The records that follow must all be duplicated exactly.

-*-*-

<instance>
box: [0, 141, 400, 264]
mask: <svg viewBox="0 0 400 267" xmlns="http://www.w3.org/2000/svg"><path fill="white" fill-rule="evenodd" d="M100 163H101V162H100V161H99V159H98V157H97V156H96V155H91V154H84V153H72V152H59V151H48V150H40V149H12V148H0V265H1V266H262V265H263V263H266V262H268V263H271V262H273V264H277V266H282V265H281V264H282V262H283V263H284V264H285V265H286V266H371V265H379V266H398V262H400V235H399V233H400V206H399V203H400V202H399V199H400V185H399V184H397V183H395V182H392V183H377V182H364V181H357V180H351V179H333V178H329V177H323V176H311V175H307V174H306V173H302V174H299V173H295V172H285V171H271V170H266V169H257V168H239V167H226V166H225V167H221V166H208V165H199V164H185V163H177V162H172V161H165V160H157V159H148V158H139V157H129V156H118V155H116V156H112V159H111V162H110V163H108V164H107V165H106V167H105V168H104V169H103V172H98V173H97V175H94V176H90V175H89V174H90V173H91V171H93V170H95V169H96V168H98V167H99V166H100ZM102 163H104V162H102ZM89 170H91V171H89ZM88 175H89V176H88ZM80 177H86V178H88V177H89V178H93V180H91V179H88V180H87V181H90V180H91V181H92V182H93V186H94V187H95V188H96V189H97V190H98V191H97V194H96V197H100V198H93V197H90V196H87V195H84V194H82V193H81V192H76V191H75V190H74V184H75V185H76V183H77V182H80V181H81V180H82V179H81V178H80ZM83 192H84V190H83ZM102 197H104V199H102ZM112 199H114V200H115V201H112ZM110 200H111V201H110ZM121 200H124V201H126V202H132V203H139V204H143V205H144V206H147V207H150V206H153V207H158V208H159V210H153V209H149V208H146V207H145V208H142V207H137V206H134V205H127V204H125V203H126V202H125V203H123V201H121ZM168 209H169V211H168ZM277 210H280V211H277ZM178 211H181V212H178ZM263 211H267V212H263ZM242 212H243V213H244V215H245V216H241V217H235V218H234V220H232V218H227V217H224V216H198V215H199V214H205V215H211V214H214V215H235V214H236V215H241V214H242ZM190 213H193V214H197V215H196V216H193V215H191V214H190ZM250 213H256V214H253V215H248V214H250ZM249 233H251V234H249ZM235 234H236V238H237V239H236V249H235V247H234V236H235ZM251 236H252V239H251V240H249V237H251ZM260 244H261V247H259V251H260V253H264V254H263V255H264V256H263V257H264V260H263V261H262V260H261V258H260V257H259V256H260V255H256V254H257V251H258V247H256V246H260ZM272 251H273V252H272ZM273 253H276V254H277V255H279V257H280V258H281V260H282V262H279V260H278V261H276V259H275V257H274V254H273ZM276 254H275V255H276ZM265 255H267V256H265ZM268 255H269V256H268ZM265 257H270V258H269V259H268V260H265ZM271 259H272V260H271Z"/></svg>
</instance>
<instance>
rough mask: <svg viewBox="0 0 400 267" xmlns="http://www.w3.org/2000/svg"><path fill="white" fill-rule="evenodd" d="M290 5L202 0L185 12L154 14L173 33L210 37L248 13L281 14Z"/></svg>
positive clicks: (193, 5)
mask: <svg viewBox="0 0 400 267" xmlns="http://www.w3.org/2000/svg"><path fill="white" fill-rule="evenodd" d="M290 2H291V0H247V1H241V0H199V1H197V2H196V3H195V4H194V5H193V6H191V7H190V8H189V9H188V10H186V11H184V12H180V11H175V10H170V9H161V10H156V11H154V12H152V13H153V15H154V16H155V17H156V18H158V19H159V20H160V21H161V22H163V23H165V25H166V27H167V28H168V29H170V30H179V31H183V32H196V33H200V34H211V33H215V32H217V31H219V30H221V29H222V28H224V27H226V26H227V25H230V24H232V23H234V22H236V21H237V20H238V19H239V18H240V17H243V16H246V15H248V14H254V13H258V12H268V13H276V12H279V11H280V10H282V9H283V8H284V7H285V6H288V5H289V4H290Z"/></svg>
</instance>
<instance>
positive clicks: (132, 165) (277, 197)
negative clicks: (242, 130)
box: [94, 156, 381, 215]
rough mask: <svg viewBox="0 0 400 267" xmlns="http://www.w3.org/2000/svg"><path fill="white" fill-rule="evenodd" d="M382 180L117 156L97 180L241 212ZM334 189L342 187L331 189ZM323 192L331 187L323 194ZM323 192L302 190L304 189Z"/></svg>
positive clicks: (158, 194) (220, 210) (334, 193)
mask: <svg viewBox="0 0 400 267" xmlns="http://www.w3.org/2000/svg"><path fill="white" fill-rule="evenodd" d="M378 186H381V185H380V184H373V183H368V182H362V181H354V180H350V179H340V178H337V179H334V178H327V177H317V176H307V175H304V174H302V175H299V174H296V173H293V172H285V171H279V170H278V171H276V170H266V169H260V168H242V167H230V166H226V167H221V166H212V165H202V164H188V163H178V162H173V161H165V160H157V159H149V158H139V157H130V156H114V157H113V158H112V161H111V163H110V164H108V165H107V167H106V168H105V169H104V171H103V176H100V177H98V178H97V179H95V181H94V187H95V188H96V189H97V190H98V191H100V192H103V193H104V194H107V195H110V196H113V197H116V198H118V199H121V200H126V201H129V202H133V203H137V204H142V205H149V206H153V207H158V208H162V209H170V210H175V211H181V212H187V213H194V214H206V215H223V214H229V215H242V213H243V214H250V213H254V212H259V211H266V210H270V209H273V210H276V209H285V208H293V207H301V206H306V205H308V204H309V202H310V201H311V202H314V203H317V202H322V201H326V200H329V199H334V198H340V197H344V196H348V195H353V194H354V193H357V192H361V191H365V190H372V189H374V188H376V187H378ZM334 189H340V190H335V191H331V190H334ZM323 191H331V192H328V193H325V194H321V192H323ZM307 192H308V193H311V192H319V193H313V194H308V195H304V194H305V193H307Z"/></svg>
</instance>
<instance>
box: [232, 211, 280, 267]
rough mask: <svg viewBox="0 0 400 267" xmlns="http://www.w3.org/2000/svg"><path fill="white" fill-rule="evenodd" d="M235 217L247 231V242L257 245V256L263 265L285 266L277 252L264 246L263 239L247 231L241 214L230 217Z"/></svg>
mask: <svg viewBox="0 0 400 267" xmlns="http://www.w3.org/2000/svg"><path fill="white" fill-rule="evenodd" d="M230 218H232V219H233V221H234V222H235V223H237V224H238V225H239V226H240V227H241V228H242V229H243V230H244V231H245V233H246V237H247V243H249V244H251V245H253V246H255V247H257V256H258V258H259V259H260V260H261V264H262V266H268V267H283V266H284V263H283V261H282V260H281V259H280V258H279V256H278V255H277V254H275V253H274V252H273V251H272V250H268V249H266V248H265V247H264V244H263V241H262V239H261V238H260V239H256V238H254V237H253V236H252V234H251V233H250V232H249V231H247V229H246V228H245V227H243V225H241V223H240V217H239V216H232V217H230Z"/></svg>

-*-*-

▶ Answer box
<instance>
box: [0, 141, 400, 264]
mask: <svg viewBox="0 0 400 267" xmlns="http://www.w3.org/2000/svg"><path fill="white" fill-rule="evenodd" d="M100 163H101V162H100V161H99V159H98V157H97V156H96V155H91V154H84V153H72V152H59V151H48V150H40V149H12V148H0V265H1V266H262V265H263V263H266V262H268V263H271V262H273V264H277V266H282V265H281V264H282V262H283V263H284V264H285V265H286V266H371V265H379V266H398V262H400V235H399V233H400V206H399V203H400V202H399V199H400V185H399V184H397V183H395V182H392V183H377V182H364V181H357V180H351V179H333V178H329V177H323V176H311V175H307V174H306V173H302V174H299V173H295V172H285V171H271V170H266V169H257V168H239V167H226V166H225V167H221V166H208V165H199V164H185V163H177V162H172V161H165V160H157V159H148V158H139V157H129V156H118V155H116V156H112V159H111V162H110V163H108V164H107V165H106V167H105V168H104V169H103V172H98V173H97V175H94V176H90V175H89V174H90V173H91V171H93V170H95V169H96V168H98V167H99V166H100ZM102 163H104V162H102ZM89 170H91V171H89ZM88 175H89V176H88ZM80 177H86V178H88V177H89V178H93V180H91V179H88V180H87V181H90V180H91V181H92V182H93V186H94V187H95V188H96V189H97V190H98V191H97V194H96V197H100V198H93V197H90V196H87V195H84V194H82V193H81V192H76V191H75V190H74V184H75V185H76V183H77V182H80V181H81V180H82V179H81V178H80ZM83 192H84V190H83ZM102 197H104V199H102ZM112 199H114V200H115V201H112ZM110 200H111V201H110ZM121 200H124V201H126V202H132V203H139V204H143V205H144V206H147V207H150V206H153V207H158V208H159V210H153V209H149V208H146V207H145V208H142V207H137V206H134V205H127V204H125V203H126V202H125V203H123V201H121ZM168 209H169V211H168ZM277 210H280V211H277ZM178 211H181V212H178ZM263 211H267V212H263ZM242 212H243V213H244V215H245V216H241V217H235V218H234V220H232V218H227V217H224V216H198V215H199V214H205V215H211V214H214V215H235V214H236V215H241V214H242ZM190 213H193V214H197V215H196V216H193V215H191V214H190ZM250 213H256V214H253V215H248V214H250ZM249 233H251V234H249ZM235 234H236V238H237V239H236V249H235V247H234V236H235ZM251 236H252V239H251V240H249V237H251ZM260 244H261V247H259V251H260V253H264V254H263V255H264V256H263V257H264V260H263V261H262V260H261V258H260V257H259V256H260V255H256V254H257V251H258V247H256V246H260ZM272 251H273V252H272ZM273 253H276V254H277V255H279V257H280V258H281V260H282V262H279V260H278V261H276V259H275V257H274V254H273ZM276 254H275V255H276ZM265 255H267V256H265ZM268 255H269V256H268ZM265 257H270V258H269V259H268V260H265ZM271 259H272V260H271Z"/></svg>
</instance>
<instance>
rough mask: <svg viewBox="0 0 400 267" xmlns="http://www.w3.org/2000/svg"><path fill="white" fill-rule="evenodd" d="M290 5L202 0L185 12L154 14L173 33L210 37L248 13L281 14Z"/></svg>
positive clicks: (193, 5)
mask: <svg viewBox="0 0 400 267" xmlns="http://www.w3.org/2000/svg"><path fill="white" fill-rule="evenodd" d="M290 2H291V0H247V1H241V0H199V1H197V2H196V3H195V4H194V5H193V6H191V7H190V8H189V9H188V10H186V11H184V12H180V11H175V10H170V9H161V10H156V11H154V12H152V13H153V15H154V16H155V17H156V18H158V19H159V20H160V21H161V22H163V23H165V25H166V27H167V28H168V29H170V30H179V31H183V32H196V33H200V34H211V33H215V32H217V31H219V30H221V29H222V28H224V27H226V26H227V25H230V24H232V23H234V22H236V21H237V20H238V19H239V18H240V17H243V16H246V15H248V14H254V13H258V12H268V13H276V12H279V11H280V10H282V9H283V8H284V7H285V6H288V5H289V4H290Z"/></svg>
</instance>
<instance>
positive clicks: (132, 165) (277, 197)
negative clicks: (242, 130)
box: [94, 156, 381, 215]
rough mask: <svg viewBox="0 0 400 267" xmlns="http://www.w3.org/2000/svg"><path fill="white" fill-rule="evenodd" d="M382 180L117 156L97 180L241 212ZM334 189L342 187L331 189ZM323 192L331 187L323 194ZM323 192L302 190L304 189Z"/></svg>
positive clicks: (158, 194) (220, 210) (334, 193)
mask: <svg viewBox="0 0 400 267" xmlns="http://www.w3.org/2000/svg"><path fill="white" fill-rule="evenodd" d="M378 186H381V185H380V184H373V183H368V182H362V181H354V180H350V179H340V178H337V179H334V178H327V177H317V176H307V175H304V174H302V175H299V174H296V173H293V172H285V171H279V170H278V171H276V170H266V169H260V168H242V167H230V166H226V167H221V166H212V165H202V164H188V163H178V162H173V161H165V160H157V159H149V158H139V157H130V156H114V157H113V158H112V161H111V163H110V164H108V165H107V167H106V168H105V169H104V171H103V176H100V177H98V178H97V179H95V181H94V187H95V188H96V189H97V190H98V191H100V192H103V193H104V194H107V195H110V196H113V197H116V198H118V199H121V200H126V201H129V202H133V203H137V204H142V205H149V206H153V207H158V208H162V209H170V210H175V211H181V212H187V213H194V214H206V215H223V214H229V215H242V213H243V214H250V213H254V212H259V211H266V210H270V209H273V210H276V209H285V208H293V207H301V206H306V205H308V204H309V202H310V201H311V202H314V203H317V202H322V201H326V200H329V199H334V198H340V197H344V196H348V195H353V194H354V193H357V192H361V191H365V190H372V189H374V188H376V187H378ZM334 189H340V190H335V191H331V190H334ZM323 191H331V192H328V193H325V194H321V192H323ZM307 192H308V193H311V192H319V193H313V194H308V195H304V194H305V193H307Z"/></svg>
</instance>
<instance>
box: [232, 211, 280, 267]
rough mask: <svg viewBox="0 0 400 267" xmlns="http://www.w3.org/2000/svg"><path fill="white" fill-rule="evenodd" d="M235 217L247 231V242L257 245V256L263 265L285 266L277 252L264 246L263 239L247 231L241 214L230 217Z"/></svg>
mask: <svg viewBox="0 0 400 267" xmlns="http://www.w3.org/2000/svg"><path fill="white" fill-rule="evenodd" d="M230 218H232V219H233V221H234V222H235V223H237V224H238V225H239V226H240V227H241V228H242V229H243V230H244V231H245V233H246V237H247V243H249V244H251V245H253V246H255V247H257V256H258V258H259V259H260V260H261V264H262V266H268V267H283V266H284V263H283V261H282V260H281V259H280V258H279V256H278V255H277V254H275V253H274V252H273V251H272V250H268V249H266V248H265V247H264V244H263V241H262V239H261V238H260V239H256V238H254V237H253V236H252V234H251V233H250V232H249V231H247V229H246V228H245V227H243V225H241V223H240V217H239V216H232V217H230Z"/></svg>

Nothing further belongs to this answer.